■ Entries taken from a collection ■
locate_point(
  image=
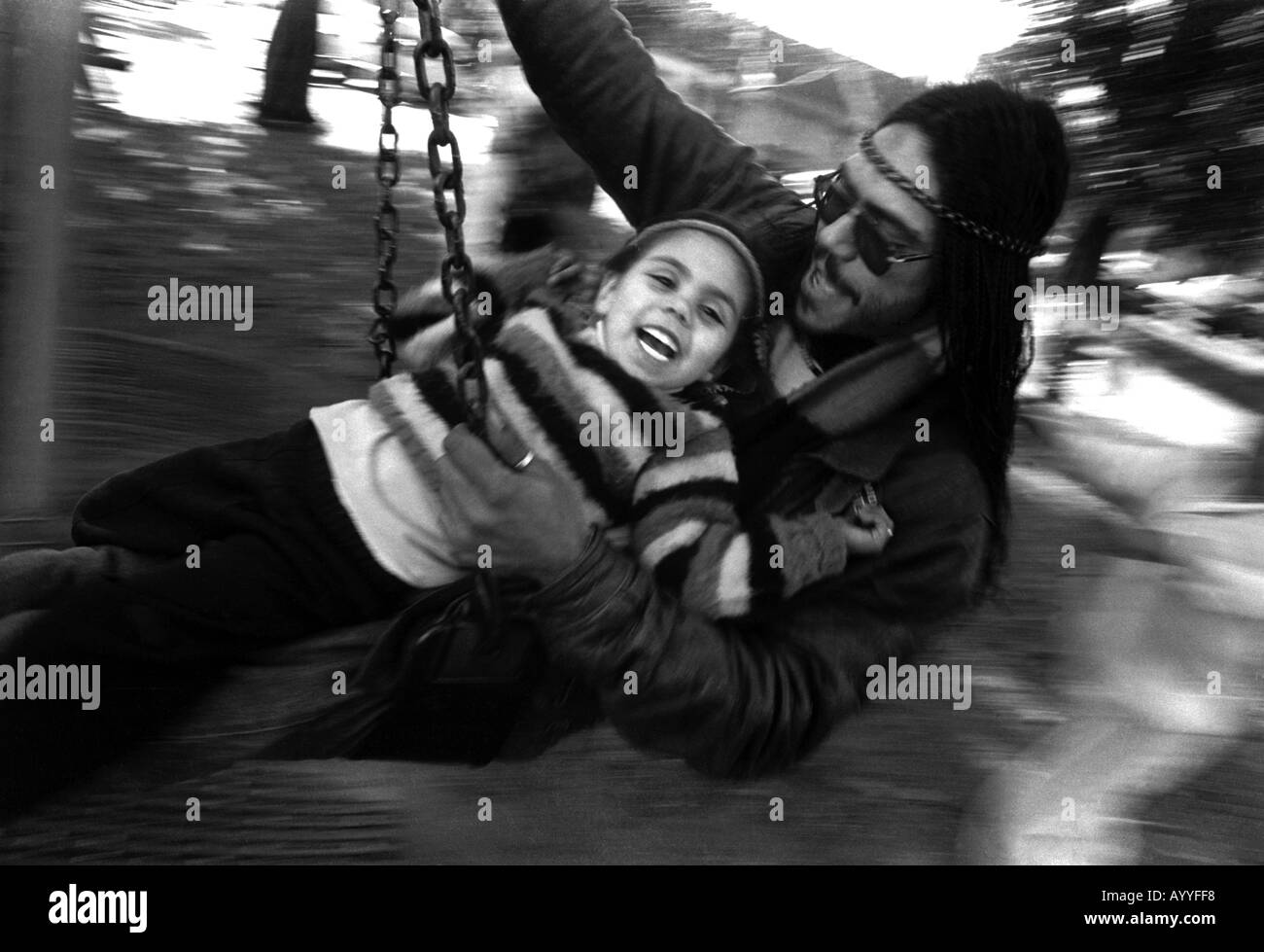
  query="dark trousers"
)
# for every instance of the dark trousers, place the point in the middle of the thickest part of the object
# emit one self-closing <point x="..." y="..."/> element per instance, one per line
<point x="277" y="558"/>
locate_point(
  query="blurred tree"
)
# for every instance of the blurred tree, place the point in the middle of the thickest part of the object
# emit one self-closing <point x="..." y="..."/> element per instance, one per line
<point x="1157" y="95"/>
<point x="291" y="55"/>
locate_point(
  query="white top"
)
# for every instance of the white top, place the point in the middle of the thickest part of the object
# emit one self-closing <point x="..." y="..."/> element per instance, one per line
<point x="392" y="508"/>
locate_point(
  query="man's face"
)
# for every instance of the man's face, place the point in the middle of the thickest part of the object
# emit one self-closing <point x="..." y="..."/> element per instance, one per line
<point x="673" y="315"/>
<point x="839" y="294"/>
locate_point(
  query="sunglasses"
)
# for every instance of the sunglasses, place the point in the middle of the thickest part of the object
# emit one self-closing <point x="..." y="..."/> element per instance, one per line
<point x="833" y="200"/>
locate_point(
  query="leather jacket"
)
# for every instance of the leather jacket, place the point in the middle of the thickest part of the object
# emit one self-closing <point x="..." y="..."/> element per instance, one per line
<point x="745" y="698"/>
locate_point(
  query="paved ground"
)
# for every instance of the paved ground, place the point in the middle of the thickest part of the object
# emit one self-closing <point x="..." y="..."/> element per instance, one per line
<point x="228" y="202"/>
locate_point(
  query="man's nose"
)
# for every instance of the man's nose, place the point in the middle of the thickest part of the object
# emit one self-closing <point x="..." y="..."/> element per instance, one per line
<point x="838" y="238"/>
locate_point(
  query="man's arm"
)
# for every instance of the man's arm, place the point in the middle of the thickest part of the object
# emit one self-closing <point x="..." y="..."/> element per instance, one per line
<point x="746" y="698"/>
<point x="602" y="91"/>
<point x="728" y="698"/>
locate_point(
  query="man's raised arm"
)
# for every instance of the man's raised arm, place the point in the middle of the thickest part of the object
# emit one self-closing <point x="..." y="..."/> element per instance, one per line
<point x="602" y="91"/>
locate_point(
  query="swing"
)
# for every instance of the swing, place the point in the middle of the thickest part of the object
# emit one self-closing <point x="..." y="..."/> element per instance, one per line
<point x="456" y="269"/>
<point x="449" y="678"/>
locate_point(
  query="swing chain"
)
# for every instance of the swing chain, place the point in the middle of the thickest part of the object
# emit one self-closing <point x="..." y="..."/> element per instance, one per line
<point x="456" y="272"/>
<point x="384" y="292"/>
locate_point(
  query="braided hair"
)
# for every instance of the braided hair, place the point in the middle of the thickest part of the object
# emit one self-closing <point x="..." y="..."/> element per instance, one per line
<point x="1002" y="163"/>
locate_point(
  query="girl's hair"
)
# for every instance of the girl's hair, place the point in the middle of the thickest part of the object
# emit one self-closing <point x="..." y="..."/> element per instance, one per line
<point x="1001" y="160"/>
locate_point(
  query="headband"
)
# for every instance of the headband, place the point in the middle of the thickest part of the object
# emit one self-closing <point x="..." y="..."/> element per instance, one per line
<point x="984" y="231"/>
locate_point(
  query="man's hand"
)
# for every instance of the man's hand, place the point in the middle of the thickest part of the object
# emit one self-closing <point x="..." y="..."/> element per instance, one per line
<point x="531" y="517"/>
<point x="867" y="529"/>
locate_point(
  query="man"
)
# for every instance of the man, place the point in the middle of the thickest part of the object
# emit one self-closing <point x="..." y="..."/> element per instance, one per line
<point x="922" y="236"/>
<point x="894" y="375"/>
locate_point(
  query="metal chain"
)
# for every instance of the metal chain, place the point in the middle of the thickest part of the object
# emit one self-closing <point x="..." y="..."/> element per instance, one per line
<point x="456" y="272"/>
<point x="384" y="294"/>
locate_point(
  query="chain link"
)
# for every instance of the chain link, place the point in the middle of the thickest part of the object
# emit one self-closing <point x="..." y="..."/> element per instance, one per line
<point x="384" y="294"/>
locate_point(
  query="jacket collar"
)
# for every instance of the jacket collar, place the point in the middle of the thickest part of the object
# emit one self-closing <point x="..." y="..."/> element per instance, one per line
<point x="867" y="455"/>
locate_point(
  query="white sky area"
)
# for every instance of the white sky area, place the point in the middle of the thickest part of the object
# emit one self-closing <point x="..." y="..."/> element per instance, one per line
<point x="933" y="38"/>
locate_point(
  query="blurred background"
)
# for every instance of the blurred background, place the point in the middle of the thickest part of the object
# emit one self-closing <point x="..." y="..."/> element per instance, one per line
<point x="201" y="139"/>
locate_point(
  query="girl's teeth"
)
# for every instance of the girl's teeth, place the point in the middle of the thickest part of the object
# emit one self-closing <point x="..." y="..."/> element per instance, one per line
<point x="656" y="344"/>
<point x="652" y="353"/>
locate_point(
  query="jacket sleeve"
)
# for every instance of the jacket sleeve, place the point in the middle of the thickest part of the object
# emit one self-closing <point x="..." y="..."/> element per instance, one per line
<point x="733" y="699"/>
<point x="602" y="91"/>
<point x="689" y="534"/>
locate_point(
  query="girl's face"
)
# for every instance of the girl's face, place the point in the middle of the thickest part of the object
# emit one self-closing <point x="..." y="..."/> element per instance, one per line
<point x="674" y="314"/>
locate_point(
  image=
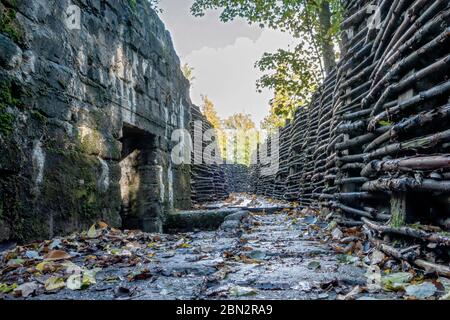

■ GOAL ■
Identify every line in the records above that contains the string "swing", and copy each of those lines. Case counts.

■ COMPLETED EXERCISE ■
  query="swing"
# for every instance of the swing, place the point in the middle of the thickest part of the object
  query="swing chain"
# for every instance of the swing chain, place the point in the middle of the thickest part of the object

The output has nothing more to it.